SET EXERCISE: Please pull out every line in the entries below that contains the word "jersey", and copy each such line in full.

(Extracted data entries)
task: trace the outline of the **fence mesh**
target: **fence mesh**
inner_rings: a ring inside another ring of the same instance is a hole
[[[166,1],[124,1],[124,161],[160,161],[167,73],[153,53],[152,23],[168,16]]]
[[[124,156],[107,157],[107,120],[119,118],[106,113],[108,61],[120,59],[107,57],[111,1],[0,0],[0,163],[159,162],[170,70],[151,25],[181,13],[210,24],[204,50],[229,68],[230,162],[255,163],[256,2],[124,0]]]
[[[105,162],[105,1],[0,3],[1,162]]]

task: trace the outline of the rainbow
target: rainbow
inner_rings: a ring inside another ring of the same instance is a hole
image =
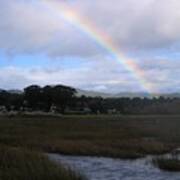
[[[125,69],[127,69],[133,77],[139,82],[144,91],[152,93],[153,84],[145,78],[144,71],[138,67],[135,61],[126,57],[119,51],[117,45],[112,41],[106,33],[102,32],[92,22],[83,18],[80,13],[75,11],[68,3],[58,0],[42,0],[44,5],[51,8],[53,12],[58,13],[68,23],[75,26],[95,40],[103,49],[105,49],[116,61],[118,61]]]

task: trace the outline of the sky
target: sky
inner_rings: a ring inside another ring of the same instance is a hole
[[[179,0],[1,0],[0,88],[180,92],[179,9]]]

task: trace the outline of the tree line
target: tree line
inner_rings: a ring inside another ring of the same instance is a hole
[[[43,111],[57,113],[177,114],[179,98],[102,98],[77,96],[75,88],[56,85],[31,85],[22,93],[0,91],[0,107],[7,111]]]

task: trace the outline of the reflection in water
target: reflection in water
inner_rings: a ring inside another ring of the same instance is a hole
[[[151,157],[120,160],[100,157],[49,154],[50,159],[70,166],[89,180],[180,180],[180,173],[164,172],[151,164]]]

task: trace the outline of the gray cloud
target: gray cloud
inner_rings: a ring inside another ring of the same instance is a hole
[[[69,4],[109,34],[121,50],[178,47],[178,0],[76,0]],[[40,0],[2,0],[0,12],[0,48],[10,54],[43,52],[56,57],[102,53],[90,37]]]
[[[55,0],[56,1],[56,0]],[[75,87],[110,92],[142,90],[133,75],[87,33],[64,21],[59,12],[40,0],[1,0],[0,50],[8,55],[43,53],[51,58],[83,57],[78,68],[0,68],[0,86],[23,87],[31,83],[63,83]],[[180,1],[178,0],[71,0],[85,20],[112,37],[119,51],[138,54],[138,66],[148,82],[158,90],[178,89],[179,60],[157,59],[154,52],[179,51]],[[94,58],[95,57],[95,58]]]

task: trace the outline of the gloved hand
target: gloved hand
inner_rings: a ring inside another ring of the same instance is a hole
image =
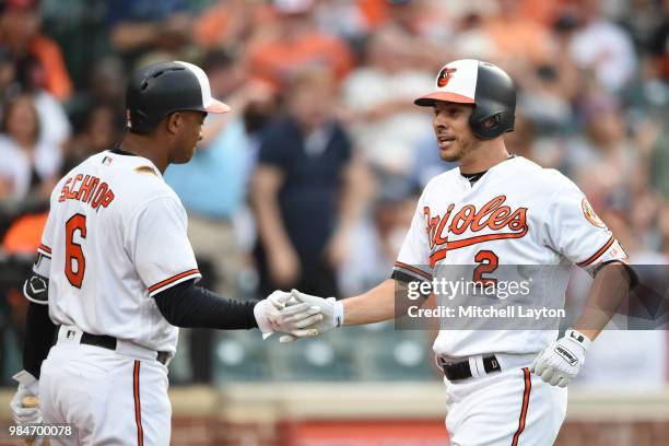
[[[290,298],[290,293],[274,291],[268,298],[256,304],[254,316],[262,332],[262,339],[269,338],[275,331],[300,338],[318,334],[318,330],[312,326],[322,319],[320,308],[308,303],[286,306],[285,303]]]
[[[551,386],[566,387],[583,367],[591,344],[587,336],[570,328],[535,357],[530,372]]]
[[[23,398],[38,396],[39,382],[26,371],[19,372],[13,376],[13,378],[19,382],[19,388],[10,402],[14,423],[20,425],[42,423],[42,411],[39,410],[39,407],[23,407]]]
[[[285,302],[285,305],[287,305],[289,308],[291,308],[291,306],[303,304],[308,304],[310,306],[320,308],[322,313],[322,320],[314,325],[314,328],[318,330],[318,334],[322,334],[343,325],[343,304],[337,301],[334,297],[322,298],[313,296],[310,294],[301,293],[297,290],[292,290],[291,295],[292,297]],[[279,338],[279,342],[293,342],[297,338],[304,338],[304,336],[294,333],[284,334]]]

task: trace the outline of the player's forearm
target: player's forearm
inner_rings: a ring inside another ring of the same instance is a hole
[[[163,317],[175,327],[238,330],[258,327],[255,302],[224,298],[189,280],[154,296]]]
[[[342,301],[344,325],[364,325],[395,318],[395,280]]]
[[[42,363],[54,344],[57,326],[49,318],[49,306],[28,303],[23,344],[23,368],[39,379]]]
[[[600,269],[574,329],[594,341],[627,298],[632,283],[630,270],[620,262]]]

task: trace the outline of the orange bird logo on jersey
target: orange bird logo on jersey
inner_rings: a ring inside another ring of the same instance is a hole
[[[437,86],[439,89],[446,86],[448,81],[450,81],[450,78],[453,78],[453,73],[456,71],[458,71],[457,68],[444,68],[442,71],[439,71],[439,75],[437,77]]]
[[[437,261],[446,258],[446,253],[478,243],[520,238],[527,234],[527,208],[512,210],[506,202],[506,196],[497,196],[477,210],[473,204],[466,204],[454,213],[455,204],[449,204],[444,215],[432,216],[430,207],[424,208],[430,249],[435,249],[430,256],[430,266],[434,268]],[[451,219],[453,216],[453,219]],[[450,220],[450,224],[447,223]],[[462,235],[491,230],[492,233],[474,235],[473,237],[449,240],[450,235]]]

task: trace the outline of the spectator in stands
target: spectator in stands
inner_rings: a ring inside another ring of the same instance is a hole
[[[107,14],[111,44],[129,66],[154,51],[176,59],[191,39],[192,23],[185,0],[116,0]]]
[[[523,15],[521,0],[497,1],[498,14],[491,16],[484,26],[496,48],[495,59],[515,66],[550,61],[553,48],[548,28]]]
[[[576,3],[580,27],[573,35],[571,54],[579,68],[591,71],[605,89],[618,93],[634,75],[636,56],[630,35],[601,15],[599,3]]]
[[[72,94],[72,81],[58,44],[40,33],[38,0],[5,0],[0,45],[9,48],[24,87],[45,89],[58,101]]]
[[[108,105],[96,105],[89,110],[83,130],[68,144],[63,167],[64,174],[89,156],[110,149],[120,140],[121,127],[117,110]]]
[[[116,126],[125,127],[126,73],[124,63],[116,56],[96,60],[87,73],[86,84],[81,85],[68,103],[68,115],[77,132],[86,131],[90,113],[97,107],[115,111]]]
[[[388,174],[408,174],[415,145],[432,129],[431,117],[413,98],[434,77],[413,67],[412,51],[400,30],[380,28],[372,36],[366,63],[342,84],[356,146],[372,166]]]
[[[279,20],[271,35],[249,48],[251,75],[279,86],[309,67],[332,70],[339,79],[351,70],[353,57],[345,43],[316,27],[313,0],[274,0],[274,8]]]
[[[219,0],[195,23],[195,40],[206,48],[242,50],[265,34],[275,20],[274,9],[262,2]]]
[[[58,146],[39,139],[40,121],[31,95],[9,101],[0,133],[0,200],[46,200],[61,163]]]
[[[332,74],[294,74],[286,98],[287,116],[265,133],[253,178],[260,292],[304,287],[336,295],[336,269],[365,199],[364,174],[333,119]]]

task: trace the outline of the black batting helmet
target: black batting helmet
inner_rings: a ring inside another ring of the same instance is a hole
[[[510,77],[492,63],[473,59],[447,63],[437,74],[436,90],[414,104],[432,106],[435,101],[473,104],[469,126],[482,140],[514,129],[516,87]]]
[[[198,66],[169,61],[140,68],[126,91],[126,126],[134,133],[148,133],[174,111],[230,111],[211,97],[209,79]]]

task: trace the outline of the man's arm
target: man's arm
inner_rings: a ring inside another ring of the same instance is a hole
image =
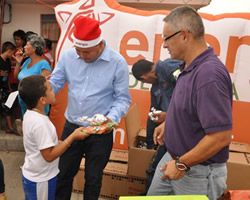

OUTPUT:
task: trace the outline of the orange bird logo on jersey
target: orange bird logo on jersey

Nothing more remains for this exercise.